# Work instructions
Go through the following data and transcribe exactly the stretch of lines from the one holding "Annotate the field" to the one holding "<point>13,456</point>", both included.

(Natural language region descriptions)
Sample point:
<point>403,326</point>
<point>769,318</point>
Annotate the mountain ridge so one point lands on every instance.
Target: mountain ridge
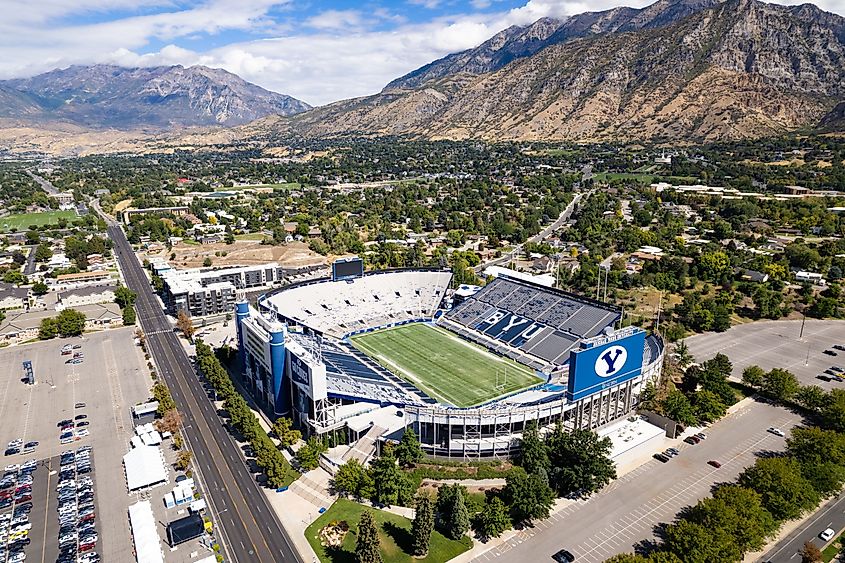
<point>163,97</point>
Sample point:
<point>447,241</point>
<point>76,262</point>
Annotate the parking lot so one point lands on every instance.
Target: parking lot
<point>626,512</point>
<point>771,344</point>
<point>98,391</point>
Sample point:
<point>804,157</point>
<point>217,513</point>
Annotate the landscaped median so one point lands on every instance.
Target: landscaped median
<point>339,526</point>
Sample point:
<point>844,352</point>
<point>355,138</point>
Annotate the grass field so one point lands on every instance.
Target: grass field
<point>394,532</point>
<point>446,367</point>
<point>22,222</point>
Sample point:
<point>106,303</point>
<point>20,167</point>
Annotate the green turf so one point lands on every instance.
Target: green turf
<point>22,222</point>
<point>394,533</point>
<point>443,365</point>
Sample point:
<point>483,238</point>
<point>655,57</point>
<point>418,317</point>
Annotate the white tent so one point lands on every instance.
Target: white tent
<point>144,468</point>
<point>147,543</point>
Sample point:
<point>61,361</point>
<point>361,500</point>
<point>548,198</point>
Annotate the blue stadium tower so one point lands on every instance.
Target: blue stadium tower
<point>262,346</point>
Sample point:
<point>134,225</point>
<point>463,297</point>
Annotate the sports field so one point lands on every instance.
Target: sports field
<point>446,367</point>
<point>23,221</point>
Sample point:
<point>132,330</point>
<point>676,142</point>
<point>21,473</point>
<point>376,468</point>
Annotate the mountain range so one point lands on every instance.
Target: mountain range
<point>165,97</point>
<point>678,69</point>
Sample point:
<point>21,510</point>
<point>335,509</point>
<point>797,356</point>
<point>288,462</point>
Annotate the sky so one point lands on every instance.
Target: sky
<point>318,51</point>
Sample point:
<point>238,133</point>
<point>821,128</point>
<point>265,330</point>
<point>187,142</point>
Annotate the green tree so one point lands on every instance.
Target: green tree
<point>534,454</point>
<point>528,497</point>
<point>47,329</point>
<point>40,288</point>
<point>695,543</point>
<point>285,432</point>
<point>812,397</point>
<point>367,549</point>
<point>129,315</point>
<point>422,526</point>
<point>493,519</point>
<point>780,384</point>
<point>784,490</point>
<point>70,322</point>
<point>458,522</point>
<point>707,406</point>
<point>677,406</point>
<point>580,461</point>
<point>833,412</point>
<point>387,477</point>
<point>409,452</point>
<point>124,296</point>
<point>753,376</point>
<point>349,478</point>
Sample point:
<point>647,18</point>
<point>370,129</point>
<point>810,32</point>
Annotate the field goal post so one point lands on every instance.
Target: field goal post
<point>502,378</point>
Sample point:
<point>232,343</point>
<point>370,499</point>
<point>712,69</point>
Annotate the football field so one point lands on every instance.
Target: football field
<point>443,365</point>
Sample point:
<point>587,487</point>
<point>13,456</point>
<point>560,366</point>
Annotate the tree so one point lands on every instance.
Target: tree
<point>833,412</point>
<point>170,422</point>
<point>422,526</point>
<point>14,277</point>
<point>185,324</point>
<point>780,384</point>
<point>349,479</point>
<point>47,329</point>
<point>534,455</point>
<point>810,553</point>
<point>458,522</point>
<point>183,460</point>
<point>124,296</point>
<point>493,519</point>
<point>129,315</point>
<point>284,431</point>
<point>812,397</point>
<point>409,451</point>
<point>677,407</point>
<point>784,490</point>
<point>367,549</point>
<point>753,376</point>
<point>528,497</point>
<point>40,288</point>
<point>387,476</point>
<point>43,252</point>
<point>707,406</point>
<point>580,461</point>
<point>683,355</point>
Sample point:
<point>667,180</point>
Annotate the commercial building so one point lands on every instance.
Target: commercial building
<point>203,291</point>
<point>90,295</point>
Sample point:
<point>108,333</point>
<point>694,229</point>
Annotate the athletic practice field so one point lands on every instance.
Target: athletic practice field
<point>446,367</point>
<point>22,222</point>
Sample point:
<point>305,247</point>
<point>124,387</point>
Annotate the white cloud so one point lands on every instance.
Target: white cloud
<point>336,54</point>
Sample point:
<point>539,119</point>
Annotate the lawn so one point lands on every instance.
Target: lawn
<point>23,221</point>
<point>446,367</point>
<point>394,535</point>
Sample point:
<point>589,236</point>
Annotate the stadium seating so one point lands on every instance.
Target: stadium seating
<point>378,299</point>
<point>532,324</point>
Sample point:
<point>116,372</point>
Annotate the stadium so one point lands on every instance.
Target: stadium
<point>361,356</point>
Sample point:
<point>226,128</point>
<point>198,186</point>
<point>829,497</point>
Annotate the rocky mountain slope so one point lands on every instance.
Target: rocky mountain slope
<point>105,96</point>
<point>674,70</point>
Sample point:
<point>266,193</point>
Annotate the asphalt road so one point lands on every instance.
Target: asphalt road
<point>832,515</point>
<point>247,524</point>
<point>539,237</point>
<point>625,513</point>
<point>772,344</point>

# Completed exercise
Annotate the field goal post so one point lands on every instance.
Target: field goal post
<point>502,378</point>
Sample point:
<point>232,343</point>
<point>370,499</point>
<point>712,69</point>
Annotate the football field so one point lands on every instance.
Target: football field
<point>443,365</point>
Sample point:
<point>587,487</point>
<point>13,456</point>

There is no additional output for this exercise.